_Task prompt_:
Start your answer with the line containing "point_to finds the dry grass pile" and end it with the last line of the records below, retyping every line between exactly and adding nothing.

_Provided records_:
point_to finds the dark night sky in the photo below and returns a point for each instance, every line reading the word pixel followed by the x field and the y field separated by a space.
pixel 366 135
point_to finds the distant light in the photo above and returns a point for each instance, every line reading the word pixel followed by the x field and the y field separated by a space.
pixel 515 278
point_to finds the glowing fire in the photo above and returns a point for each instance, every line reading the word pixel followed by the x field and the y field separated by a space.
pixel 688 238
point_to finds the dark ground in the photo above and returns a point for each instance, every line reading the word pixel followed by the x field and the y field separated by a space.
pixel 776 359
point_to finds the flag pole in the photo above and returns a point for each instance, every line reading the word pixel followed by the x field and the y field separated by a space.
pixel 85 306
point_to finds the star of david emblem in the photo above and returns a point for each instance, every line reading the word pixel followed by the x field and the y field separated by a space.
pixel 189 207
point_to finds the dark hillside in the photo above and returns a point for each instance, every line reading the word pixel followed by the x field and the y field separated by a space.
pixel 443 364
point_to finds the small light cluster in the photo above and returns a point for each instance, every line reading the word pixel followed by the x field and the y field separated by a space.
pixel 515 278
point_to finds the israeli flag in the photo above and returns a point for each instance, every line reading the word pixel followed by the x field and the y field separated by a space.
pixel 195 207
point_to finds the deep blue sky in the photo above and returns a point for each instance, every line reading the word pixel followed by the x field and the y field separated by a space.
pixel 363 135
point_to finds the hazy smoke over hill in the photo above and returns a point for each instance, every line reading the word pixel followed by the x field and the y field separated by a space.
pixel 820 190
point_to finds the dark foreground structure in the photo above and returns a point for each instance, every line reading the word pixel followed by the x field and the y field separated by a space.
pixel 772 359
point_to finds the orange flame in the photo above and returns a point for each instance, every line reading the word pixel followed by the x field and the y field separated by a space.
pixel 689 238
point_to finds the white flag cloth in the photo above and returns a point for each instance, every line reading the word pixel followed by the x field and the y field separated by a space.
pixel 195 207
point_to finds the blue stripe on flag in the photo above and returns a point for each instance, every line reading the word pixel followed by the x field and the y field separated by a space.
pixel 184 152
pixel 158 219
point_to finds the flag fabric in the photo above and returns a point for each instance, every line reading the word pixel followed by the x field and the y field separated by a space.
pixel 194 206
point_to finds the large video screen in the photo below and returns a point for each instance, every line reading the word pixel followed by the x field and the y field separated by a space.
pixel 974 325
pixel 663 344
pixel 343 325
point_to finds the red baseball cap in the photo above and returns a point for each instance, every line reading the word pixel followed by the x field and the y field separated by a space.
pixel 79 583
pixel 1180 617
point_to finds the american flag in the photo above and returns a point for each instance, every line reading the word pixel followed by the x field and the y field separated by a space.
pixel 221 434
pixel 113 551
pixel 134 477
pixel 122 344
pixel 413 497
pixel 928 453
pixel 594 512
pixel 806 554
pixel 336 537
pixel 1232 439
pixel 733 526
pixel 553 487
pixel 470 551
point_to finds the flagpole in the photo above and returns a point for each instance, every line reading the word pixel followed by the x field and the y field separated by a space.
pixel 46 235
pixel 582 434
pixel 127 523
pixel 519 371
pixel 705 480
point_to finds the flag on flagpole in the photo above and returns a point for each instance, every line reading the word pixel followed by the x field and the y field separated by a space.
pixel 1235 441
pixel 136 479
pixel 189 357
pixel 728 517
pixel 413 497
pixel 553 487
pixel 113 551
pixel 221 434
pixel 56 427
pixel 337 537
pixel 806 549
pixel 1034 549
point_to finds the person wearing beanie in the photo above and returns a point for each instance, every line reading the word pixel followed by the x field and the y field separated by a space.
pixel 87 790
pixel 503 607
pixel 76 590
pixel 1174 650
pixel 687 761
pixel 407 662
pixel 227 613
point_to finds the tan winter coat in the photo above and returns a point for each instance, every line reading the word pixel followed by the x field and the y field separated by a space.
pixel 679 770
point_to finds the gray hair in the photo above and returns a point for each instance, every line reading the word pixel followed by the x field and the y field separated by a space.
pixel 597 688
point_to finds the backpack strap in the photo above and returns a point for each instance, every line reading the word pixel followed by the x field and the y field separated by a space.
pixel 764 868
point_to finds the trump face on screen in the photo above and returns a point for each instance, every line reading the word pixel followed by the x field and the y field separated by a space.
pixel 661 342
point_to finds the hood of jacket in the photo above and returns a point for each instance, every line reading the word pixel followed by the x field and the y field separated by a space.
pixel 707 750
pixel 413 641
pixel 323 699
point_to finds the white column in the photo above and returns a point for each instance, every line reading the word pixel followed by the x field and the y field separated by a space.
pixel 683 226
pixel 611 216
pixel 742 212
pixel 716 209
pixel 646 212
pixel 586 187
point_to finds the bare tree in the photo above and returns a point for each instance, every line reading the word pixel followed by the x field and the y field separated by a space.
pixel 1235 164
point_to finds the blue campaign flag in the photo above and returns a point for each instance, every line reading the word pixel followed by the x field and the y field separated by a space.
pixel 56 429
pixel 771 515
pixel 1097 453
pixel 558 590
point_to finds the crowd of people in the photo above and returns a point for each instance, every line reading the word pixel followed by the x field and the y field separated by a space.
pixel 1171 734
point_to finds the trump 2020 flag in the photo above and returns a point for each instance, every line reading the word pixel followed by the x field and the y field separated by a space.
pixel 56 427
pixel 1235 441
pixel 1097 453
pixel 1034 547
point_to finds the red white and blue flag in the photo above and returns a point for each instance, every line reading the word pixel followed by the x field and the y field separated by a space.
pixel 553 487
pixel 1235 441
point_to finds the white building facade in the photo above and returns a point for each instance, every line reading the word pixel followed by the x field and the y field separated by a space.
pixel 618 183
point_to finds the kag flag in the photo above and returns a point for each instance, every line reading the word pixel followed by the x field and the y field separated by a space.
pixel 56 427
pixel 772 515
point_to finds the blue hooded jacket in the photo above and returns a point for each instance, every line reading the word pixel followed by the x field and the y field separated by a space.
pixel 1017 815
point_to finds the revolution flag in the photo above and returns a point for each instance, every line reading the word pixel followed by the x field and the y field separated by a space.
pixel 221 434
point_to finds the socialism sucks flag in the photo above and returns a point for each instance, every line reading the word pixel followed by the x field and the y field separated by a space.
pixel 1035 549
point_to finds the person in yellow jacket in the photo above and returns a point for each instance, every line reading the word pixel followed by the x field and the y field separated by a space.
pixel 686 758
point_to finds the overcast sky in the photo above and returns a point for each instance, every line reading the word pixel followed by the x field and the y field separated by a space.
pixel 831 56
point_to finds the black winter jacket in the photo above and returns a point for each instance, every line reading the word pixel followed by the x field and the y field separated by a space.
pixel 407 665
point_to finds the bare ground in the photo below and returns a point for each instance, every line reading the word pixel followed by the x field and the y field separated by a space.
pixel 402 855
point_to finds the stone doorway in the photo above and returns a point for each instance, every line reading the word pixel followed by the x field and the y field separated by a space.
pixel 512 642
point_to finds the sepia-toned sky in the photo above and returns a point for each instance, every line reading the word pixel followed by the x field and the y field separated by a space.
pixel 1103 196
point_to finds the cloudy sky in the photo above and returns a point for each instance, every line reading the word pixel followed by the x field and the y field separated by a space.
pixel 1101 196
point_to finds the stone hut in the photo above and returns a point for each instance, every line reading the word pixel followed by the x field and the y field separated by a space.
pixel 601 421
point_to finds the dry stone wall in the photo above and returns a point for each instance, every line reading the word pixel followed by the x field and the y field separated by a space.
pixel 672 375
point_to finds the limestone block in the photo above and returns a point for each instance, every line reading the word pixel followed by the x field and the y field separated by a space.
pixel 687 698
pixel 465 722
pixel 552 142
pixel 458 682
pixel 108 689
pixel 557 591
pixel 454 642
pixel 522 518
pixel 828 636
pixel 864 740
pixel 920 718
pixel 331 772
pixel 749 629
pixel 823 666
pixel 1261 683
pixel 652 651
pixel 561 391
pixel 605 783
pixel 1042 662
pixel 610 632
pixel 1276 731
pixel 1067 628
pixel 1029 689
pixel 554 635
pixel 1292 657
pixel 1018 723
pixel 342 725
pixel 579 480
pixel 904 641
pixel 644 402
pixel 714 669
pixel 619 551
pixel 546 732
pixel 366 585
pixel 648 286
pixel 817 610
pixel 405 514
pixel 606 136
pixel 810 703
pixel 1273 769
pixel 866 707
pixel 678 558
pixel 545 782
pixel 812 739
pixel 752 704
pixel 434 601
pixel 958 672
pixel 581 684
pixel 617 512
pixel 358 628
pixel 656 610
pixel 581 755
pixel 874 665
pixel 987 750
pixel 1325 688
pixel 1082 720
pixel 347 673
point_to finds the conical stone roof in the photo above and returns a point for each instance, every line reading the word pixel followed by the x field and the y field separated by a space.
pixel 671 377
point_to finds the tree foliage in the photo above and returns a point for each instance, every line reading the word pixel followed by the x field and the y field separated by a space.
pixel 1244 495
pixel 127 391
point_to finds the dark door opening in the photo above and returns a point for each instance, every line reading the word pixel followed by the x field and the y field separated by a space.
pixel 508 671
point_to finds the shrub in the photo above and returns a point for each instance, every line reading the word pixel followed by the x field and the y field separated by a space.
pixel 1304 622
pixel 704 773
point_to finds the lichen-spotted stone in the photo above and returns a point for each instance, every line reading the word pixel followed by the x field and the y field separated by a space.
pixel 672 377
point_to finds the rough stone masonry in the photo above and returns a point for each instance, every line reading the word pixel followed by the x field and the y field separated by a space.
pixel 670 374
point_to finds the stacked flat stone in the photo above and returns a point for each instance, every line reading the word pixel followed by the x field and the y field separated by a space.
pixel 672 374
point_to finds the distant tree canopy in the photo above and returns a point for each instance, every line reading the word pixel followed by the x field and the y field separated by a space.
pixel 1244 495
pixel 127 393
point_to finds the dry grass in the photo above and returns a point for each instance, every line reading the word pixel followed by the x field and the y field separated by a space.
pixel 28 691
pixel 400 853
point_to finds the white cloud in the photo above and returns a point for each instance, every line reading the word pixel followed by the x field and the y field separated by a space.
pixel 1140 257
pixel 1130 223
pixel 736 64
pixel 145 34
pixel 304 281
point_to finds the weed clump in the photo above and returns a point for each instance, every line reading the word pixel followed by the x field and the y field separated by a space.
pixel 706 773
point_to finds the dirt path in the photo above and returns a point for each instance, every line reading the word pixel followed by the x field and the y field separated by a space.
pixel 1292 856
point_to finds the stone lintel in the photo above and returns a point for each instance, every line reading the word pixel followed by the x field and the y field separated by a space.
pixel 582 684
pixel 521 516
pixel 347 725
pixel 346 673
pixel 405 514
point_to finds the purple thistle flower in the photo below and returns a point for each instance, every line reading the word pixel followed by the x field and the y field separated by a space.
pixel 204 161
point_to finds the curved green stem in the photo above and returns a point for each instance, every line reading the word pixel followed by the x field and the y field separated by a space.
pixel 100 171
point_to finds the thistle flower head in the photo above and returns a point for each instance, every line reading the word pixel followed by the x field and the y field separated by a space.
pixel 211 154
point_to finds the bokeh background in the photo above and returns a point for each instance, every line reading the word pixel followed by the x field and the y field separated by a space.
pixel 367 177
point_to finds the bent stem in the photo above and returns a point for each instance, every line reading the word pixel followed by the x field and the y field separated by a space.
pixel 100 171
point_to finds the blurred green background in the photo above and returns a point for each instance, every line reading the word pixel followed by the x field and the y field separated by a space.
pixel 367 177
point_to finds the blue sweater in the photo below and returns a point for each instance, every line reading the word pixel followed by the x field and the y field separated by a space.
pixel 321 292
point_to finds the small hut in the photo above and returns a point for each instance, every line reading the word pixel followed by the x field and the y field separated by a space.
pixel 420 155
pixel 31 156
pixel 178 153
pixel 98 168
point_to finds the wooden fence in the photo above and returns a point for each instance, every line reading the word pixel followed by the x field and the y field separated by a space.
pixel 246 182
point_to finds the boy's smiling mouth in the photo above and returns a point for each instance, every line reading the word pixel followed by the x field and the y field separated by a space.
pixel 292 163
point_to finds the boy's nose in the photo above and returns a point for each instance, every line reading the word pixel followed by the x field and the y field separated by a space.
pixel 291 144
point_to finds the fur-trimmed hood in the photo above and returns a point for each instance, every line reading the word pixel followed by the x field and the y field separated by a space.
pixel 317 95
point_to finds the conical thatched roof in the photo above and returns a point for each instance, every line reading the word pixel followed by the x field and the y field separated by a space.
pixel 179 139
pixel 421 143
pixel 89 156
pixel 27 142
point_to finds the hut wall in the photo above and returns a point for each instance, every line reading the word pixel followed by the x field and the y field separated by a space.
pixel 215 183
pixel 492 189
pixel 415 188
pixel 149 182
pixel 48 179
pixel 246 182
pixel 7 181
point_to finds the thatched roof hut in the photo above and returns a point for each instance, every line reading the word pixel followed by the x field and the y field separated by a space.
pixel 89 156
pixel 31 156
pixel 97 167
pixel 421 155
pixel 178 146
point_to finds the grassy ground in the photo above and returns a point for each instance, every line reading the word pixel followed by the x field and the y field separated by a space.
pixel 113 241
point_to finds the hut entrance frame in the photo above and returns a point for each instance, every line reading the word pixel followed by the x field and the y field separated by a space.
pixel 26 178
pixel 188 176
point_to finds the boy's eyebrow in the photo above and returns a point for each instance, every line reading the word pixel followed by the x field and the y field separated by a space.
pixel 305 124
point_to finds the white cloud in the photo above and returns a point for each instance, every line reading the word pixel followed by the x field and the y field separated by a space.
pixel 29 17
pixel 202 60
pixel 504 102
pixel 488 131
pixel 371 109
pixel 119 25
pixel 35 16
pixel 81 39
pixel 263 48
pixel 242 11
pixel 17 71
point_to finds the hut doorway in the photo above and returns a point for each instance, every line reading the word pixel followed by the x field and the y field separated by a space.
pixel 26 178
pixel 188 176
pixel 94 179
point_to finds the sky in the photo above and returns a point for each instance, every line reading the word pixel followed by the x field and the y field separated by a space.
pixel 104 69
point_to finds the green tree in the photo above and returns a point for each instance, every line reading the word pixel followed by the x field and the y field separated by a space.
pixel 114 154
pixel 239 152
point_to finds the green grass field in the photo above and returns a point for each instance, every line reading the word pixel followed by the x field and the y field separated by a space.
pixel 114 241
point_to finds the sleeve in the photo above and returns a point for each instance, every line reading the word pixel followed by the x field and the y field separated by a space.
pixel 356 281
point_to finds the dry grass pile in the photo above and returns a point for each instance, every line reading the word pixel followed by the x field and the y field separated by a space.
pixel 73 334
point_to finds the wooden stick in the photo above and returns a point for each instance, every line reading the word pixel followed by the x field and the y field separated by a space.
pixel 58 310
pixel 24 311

_Solution to this exercise_:
point_to finds the dry grass pile in the photo above and returns a point for each instance, every line reading the word pixel followed by the x field and the y field separated by a space.
pixel 73 334
point_to finds the wooden stick in the photo above and returns a point for each instance, every line reading the word pixel followed by the x field and the y field separated by a space.
pixel 58 310
pixel 24 311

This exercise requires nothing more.